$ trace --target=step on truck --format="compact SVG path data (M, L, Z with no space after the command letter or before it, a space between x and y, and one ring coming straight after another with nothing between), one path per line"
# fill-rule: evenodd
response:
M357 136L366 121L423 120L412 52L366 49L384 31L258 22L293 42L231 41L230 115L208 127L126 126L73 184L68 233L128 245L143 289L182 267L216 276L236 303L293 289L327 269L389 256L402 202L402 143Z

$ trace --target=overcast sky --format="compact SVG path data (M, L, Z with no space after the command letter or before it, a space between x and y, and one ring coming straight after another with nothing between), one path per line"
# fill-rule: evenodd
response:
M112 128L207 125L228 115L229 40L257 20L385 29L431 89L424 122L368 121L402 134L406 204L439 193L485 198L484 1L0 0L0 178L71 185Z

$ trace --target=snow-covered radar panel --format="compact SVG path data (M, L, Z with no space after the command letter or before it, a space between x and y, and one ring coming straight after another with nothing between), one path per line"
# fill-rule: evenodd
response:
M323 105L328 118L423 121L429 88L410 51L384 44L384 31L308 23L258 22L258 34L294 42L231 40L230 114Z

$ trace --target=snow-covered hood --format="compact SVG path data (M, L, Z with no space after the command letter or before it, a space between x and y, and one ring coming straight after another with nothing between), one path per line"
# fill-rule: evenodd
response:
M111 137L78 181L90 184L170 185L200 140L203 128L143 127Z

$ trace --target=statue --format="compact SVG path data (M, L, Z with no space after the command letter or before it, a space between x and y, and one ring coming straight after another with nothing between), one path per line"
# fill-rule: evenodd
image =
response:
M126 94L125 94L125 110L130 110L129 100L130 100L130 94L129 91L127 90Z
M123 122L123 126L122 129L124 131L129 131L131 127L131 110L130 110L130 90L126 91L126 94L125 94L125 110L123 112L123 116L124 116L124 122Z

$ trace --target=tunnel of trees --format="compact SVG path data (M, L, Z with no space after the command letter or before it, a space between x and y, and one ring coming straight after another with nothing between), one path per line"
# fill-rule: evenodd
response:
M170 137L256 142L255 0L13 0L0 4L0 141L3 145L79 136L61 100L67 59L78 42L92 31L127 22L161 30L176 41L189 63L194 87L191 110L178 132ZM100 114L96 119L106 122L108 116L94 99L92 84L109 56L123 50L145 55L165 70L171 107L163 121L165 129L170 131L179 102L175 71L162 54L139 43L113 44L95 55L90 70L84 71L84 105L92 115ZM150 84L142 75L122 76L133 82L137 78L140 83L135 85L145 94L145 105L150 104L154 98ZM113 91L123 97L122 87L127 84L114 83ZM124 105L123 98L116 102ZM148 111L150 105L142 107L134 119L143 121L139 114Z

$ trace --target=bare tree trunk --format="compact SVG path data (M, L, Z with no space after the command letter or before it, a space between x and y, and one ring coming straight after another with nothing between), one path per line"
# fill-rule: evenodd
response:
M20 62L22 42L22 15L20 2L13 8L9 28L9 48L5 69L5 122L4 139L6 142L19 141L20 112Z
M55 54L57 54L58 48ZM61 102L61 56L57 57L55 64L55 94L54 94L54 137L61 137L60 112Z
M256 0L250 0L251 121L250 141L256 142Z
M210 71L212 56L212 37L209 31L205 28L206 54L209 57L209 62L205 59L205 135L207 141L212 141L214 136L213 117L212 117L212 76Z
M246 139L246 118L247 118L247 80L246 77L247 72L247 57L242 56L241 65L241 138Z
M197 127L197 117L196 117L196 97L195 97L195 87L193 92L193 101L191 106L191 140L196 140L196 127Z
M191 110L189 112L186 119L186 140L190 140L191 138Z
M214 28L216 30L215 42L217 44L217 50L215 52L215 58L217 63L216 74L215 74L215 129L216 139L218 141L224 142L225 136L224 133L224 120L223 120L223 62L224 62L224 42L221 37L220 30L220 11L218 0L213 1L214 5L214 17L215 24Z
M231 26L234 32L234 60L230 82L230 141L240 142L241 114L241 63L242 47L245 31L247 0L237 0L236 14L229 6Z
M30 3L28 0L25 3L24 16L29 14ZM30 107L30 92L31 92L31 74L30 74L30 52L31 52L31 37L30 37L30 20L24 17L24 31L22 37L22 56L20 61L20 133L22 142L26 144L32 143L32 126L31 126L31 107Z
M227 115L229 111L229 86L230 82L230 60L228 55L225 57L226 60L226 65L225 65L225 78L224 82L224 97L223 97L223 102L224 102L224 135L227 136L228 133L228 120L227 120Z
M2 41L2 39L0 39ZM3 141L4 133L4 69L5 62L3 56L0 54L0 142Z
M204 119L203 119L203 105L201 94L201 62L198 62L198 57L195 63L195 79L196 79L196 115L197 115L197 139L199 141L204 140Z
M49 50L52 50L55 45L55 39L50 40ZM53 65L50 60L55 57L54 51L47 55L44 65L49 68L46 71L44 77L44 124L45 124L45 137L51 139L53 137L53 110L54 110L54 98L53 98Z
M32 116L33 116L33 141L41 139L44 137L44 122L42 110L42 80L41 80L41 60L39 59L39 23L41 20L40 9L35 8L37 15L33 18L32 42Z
-=-=-
Return every line of the records that contains the string "covered", treating uppercase and lowercase letters as different.

$ trace --target=snow-covered radar panel --format="compact SVG path data (M, L, Z with no space after the command letter or before it, a space between x and y, and one ring coming straight after another with nothing between), one path per line"
$ trace --target=snow-covered hood --format="compact SVG path data (M, L, Z with no space after the command letter or before it, a space between x and y, and one ring coming straight after another with nothing between), one path per line"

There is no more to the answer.